----- Brano proposto
Più sicuro se abbinato ad una registrazione analogica. L’esperienza di Costanza Micarelli: la tecnologia è un enorme aiuto ma solo se abbinata ad esperienza e conoscenze del clinico e del tecnico
La dott.ssa Costanza Micarelli (nella foto) da anni sperimenta e studia le tecnologie Cad Cam applicate alla riabilitazione protesica, già socia attiva AIOP e socio fondatore della SIPRO è una delle relatrici italiane apprezzate nel mondo.
Abbiamo incontrato la dottoressa Micarelli a Rimini in occasione dell’evento organizzato dalla CAO nazionale proprio per approfondire le nuove tecnologie applicate all’odontoiatra ed i risvolti etici, al termine della sua relazione proprio sull’uso consapevole del digitale in protesi.
Dott.ssa Micarelli, perchè ad oggi gli articolatori virtuali non sono ancora pienamente affidabili?
In generale bisogna far passare il concetto che quello che vediamo sullo schermo non è necessariamente quello che abbiamo sul paziente, e che il digitale in protesi funziona bene ma deve essere ben conosciuto, ben utilizzato e soprattutto controllato. Gli articolatori virtuali sono dei software che riproducono la relazione statica e dinamica tra mascellare superiore e mandibola, e come tali funzionano più o meno bene a seconda della programmazione e dei dati che vengono forniti loro. Se il dato fornito al software è derivato da una registrazione analogica, ovvero dalla scansione dei modelli montati su articolatore meccanico settato con arco facciale statico o dinamico, la virtualizzazione riguarda solo lo strumento, ovvero il tipo di articolatore che si decide di utilizzare, e si suppone che il movimento che il programma simula sia lo stesso che compie l’articolatore meccanico. Diverso è se la virtualizzazione comincia dalla acquisizione delle coordinate del paziente con strumenti di complessità e di tecnologia molto diverse tra loro. In questo ultimo caso, che si tratti di strumenti che riproducono i movimenti individuali del paziente o che vengono regolati dal software a valori medi, i punti che identificano i piani e gli assi necessari ad orientare i modelli virtuali per simulare correttamente i movimenti mandibolari vengono identificati e trasferiti in modo completamente virtuale.Sono stati proposti approcci molto diversi per identificare e trasferire detti punti, da quello radiologico a quello fotografico e la tecnologia è in continua evoluzione; gli strumenti proposti variano molto in costo e complessità, ma al momento non sono adeguatamente supportati da dimostrazioni di efficacia che li rendano affidabili e clinicamente utilizzabili con la stessa predicibilità che forniscono gli strumenti meccanici. La ricerca dovrà lavorare in tal senso per identificare e codificare un flusso di lavoro che eviti ai clinici investimenti ingenti in tempo e risorse economiche che potrebbero rivelarsi non adeguati allo scopo.
----------
----- Materiale fornito
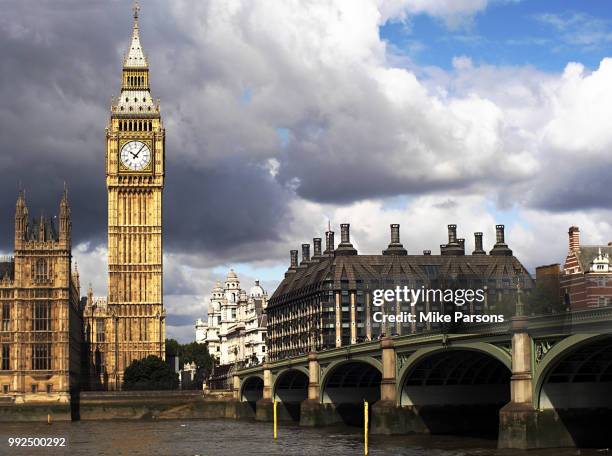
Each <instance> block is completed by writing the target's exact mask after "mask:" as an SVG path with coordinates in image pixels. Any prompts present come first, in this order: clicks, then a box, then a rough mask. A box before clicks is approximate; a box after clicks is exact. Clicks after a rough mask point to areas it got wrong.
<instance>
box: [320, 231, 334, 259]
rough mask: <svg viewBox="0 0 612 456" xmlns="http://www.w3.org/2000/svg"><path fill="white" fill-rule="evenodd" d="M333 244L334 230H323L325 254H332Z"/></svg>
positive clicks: (333, 240)
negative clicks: (323, 235)
mask: <svg viewBox="0 0 612 456" xmlns="http://www.w3.org/2000/svg"><path fill="white" fill-rule="evenodd" d="M335 248H336V247H335V245H334V232H333V231H326V232H325V252H323V253H324V254H325V255H329V256H332V255H333V254H334V249H335Z"/></svg>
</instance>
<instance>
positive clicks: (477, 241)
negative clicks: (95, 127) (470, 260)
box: [472, 232, 487, 255]
mask: <svg viewBox="0 0 612 456" xmlns="http://www.w3.org/2000/svg"><path fill="white" fill-rule="evenodd" d="M486 254H487V252H485V251H484V249H483V248H482V233H481V232H478V233H474V251H473V252H472V255H486Z"/></svg>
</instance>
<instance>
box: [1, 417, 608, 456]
mask: <svg viewBox="0 0 612 456" xmlns="http://www.w3.org/2000/svg"><path fill="white" fill-rule="evenodd" d="M11 437H12V438H18V437H21V438H23V437H57V438H65V439H66V446H65V447H62V448H60V447H57V448H52V447H45V448H34V447H29V448H16V447H14V446H13V447H10V446H9V438H11ZM0 438H1V443H0V454H2V455H28V456H30V455H38V454H40V455H56V454H58V455H59V454H61V455H63V454H70V455H75V456H76V455H109V456H111V455H112V456H117V455H143V456H145V455H146V456H152V455H163V456H174V455H176V456H182V455H189V456H194V455H200V456H216V455H223V456H233V455H240V456H243V455H249V456H255V455H283V456H292V455H297V456H301V455H304V456H306V455H317V456H320V455H325V456H336V455H338V456H343V455H360V454H363V436H362V434H361V433H359V432H358V431H357V430H356V429H351V428H337V429H329V428H326V429H311V428H300V427H297V426H286V425H285V426H280V428H279V439H278V440H277V441H274V440H273V438H272V427H271V424H270V423H259V422H243V421H230V420H204V421H81V422H72V423H70V422H66V423H61V422H57V423H53V424H52V425H47V424H43V423H2V425H1V426H0ZM495 444H496V442H495V440H481V439H472V438H459V437H442V436H399V437H397V436H393V437H390V436H371V437H370V455H372V456H383V455H385V456H386V455H389V456H396V455H397V456H402V455H405V456H421V455H433V456H510V455H512V456H514V455H527V454H528V455H529V456H535V455H537V456H566V455H567V456H570V455H571V456H575V455H577V454H581V455H585V456H586V455H596V454H597V455H601V454H609V453H602V452H598V451H596V450H581V451H577V450H558V449H555V450H537V451H530V452H528V453H527V452H523V451H514V450H513V451H508V450H504V451H498V450H496V449H495Z"/></svg>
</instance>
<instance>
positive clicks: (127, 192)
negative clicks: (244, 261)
mask: <svg viewBox="0 0 612 456" xmlns="http://www.w3.org/2000/svg"><path fill="white" fill-rule="evenodd" d="M138 11H139V8H138V6H137V5H136V6H135V8H134V26H133V30H132V40H131V43H130V47H129V49H128V52H127V53H126V55H125V59H124V61H123V71H122V80H121V93H120V95H119V96H118V97H116V98H114V99H113V101H112V105H111V113H110V121H109V123H108V125H107V128H106V146H107V147H106V188H107V196H108V296H107V303H106V306H104V308H102V306H97V309H96V311H95V312H94V313H95V320H94V321H93V324H91V325H90V326H89V331H90V333H89V335H90V336H91V331H92V330H93V331H95V334H96V336H95V337H96V339H97V340H100V342H99V343H96V344H91V345H90V347H91V349H92V350H93V351H91V353H90V356H89V358H90V359H93V360H95V361H96V362H97V361H99V362H100V363H102V364H103V366H97V367H96V366H94V367H95V369H98V371H97V372H98V373H100V371H101V372H102V374H101V377H100V376H99V378H102V379H105V383H106V385H107V387H108V388H109V389H120V388H121V384H122V383H123V372H124V371H125V369H126V367H128V366H129V365H130V364H131V362H132V361H134V360H136V359H142V358H145V357H147V356H150V355H156V356H159V357H160V358H165V338H166V321H165V318H166V314H165V310H164V305H163V290H162V287H163V264H162V260H163V251H162V193H163V188H164V177H165V128H164V125H163V122H162V118H161V113H160V106H159V101H154V100H153V97H152V95H151V90H150V77H149V76H150V75H149V64H148V60H147V57H146V55H145V53H144V51H143V48H142V45H141V42H140V30H139V26H138ZM89 310H91V309H89ZM88 318H89V317H88ZM90 320H91V319H90ZM90 323H91V322H90ZM92 328H93V329H92ZM101 339H103V342H102V340H101ZM94 364H95V363H94ZM93 372H94V374H95V372H96V371H95V370H94V371H93ZM95 375H97V374H95Z"/></svg>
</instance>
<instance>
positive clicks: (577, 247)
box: [568, 226, 580, 252]
mask: <svg viewBox="0 0 612 456" xmlns="http://www.w3.org/2000/svg"><path fill="white" fill-rule="evenodd" d="M568 234H569V241H570V252H575V251H577V250H580V228H578V227H577V226H570V229H569V232H568Z"/></svg>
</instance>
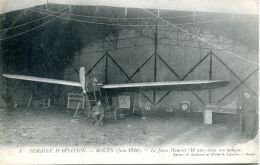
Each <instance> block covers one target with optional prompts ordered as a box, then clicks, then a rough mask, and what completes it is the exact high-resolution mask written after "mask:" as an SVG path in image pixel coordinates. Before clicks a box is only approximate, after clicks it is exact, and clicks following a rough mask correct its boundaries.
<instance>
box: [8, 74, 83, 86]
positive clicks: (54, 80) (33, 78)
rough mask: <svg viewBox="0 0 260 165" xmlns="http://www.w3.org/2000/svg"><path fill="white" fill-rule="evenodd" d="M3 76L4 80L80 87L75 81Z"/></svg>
mask: <svg viewBox="0 0 260 165" xmlns="http://www.w3.org/2000/svg"><path fill="white" fill-rule="evenodd" d="M3 76H4V77H6V78H11V79H18V80H27V81H36V82H44V83H51V84H60V85H68V86H75V87H81V84H80V82H75V81H66V80H57V79H50V78H41V77H33V76H24V75H15V74H3Z"/></svg>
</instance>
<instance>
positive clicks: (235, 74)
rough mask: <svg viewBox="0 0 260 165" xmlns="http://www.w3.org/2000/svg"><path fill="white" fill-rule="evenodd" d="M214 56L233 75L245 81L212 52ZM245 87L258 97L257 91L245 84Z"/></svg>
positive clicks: (244, 85)
mask: <svg viewBox="0 0 260 165" xmlns="http://www.w3.org/2000/svg"><path fill="white" fill-rule="evenodd" d="M212 55H213V56H214V57H215V58H216V59H217V60H218V61H219V62H220V63H221V64H222V65H223V66H224V67H225V68H226V69H227V70H228V71H229V72H230V73H231V74H232V75H233V76H235V77H236V78H237V79H238V80H239V81H240V82H241V81H243V80H242V79H241V78H240V77H239V76H238V75H237V74H236V73H235V72H234V71H233V70H232V69H231V68H230V67H228V65H227V64H226V63H225V62H224V61H223V60H221V59H220V58H219V57H218V56H217V55H215V54H214V53H213V52H212ZM244 86H245V87H246V88H247V89H248V90H250V92H251V93H252V94H253V95H255V96H257V94H256V93H255V91H254V90H253V89H251V88H250V87H249V86H248V85H247V84H246V83H244Z"/></svg>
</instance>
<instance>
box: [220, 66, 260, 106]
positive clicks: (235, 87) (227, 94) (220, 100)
mask: <svg viewBox="0 0 260 165" xmlns="http://www.w3.org/2000/svg"><path fill="white" fill-rule="evenodd" d="M258 69H259V68H257V69H255V70H254V71H253V72H252V73H251V74H249V75H248V76H247V77H246V78H245V79H244V80H242V81H241V82H240V83H239V84H238V85H237V86H235V87H234V88H233V89H232V90H231V91H229V92H228V93H227V94H226V95H224V96H223V97H222V98H221V99H219V100H218V103H220V102H222V101H223V100H224V99H225V98H227V97H228V96H229V95H231V94H232V93H233V92H234V91H235V90H236V89H238V88H239V87H240V86H241V85H242V84H244V83H245V82H246V80H248V79H249V78H250V77H252V76H253V75H254V74H255V73H256V72H257V71H258Z"/></svg>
----------
● Compiti da svolgere
a – Elenca le sigle di associazioni ed enti che compaiono nel brano sugli articolatori virtuali.
b – Trascrivi dal brano sugli articolatori virtuali tutto il testo che va da "Abbiamo incontrato la" fino a "ancora pienamente affidabili?".
I record non hanno alcun ruolo in questo esercizio.

● Esercizio svolto
a – AIOP, SIPRO, CAO

b –
Abbiamo incontrato la dottoressa Micarelli a Rimini in occasione dell’evento organizzato dalla CAO nazionale proprio per approfondire le nuove tecnologie applicate all’odontoiatra ed i risvolti etici, al termine della sua relazione proprio sull’uso consapevole del digitale in protesi.
Dott.ssa Micarelli, perchè ad oggi gli articolatori virtuali non sono ancora pienamente affidabili?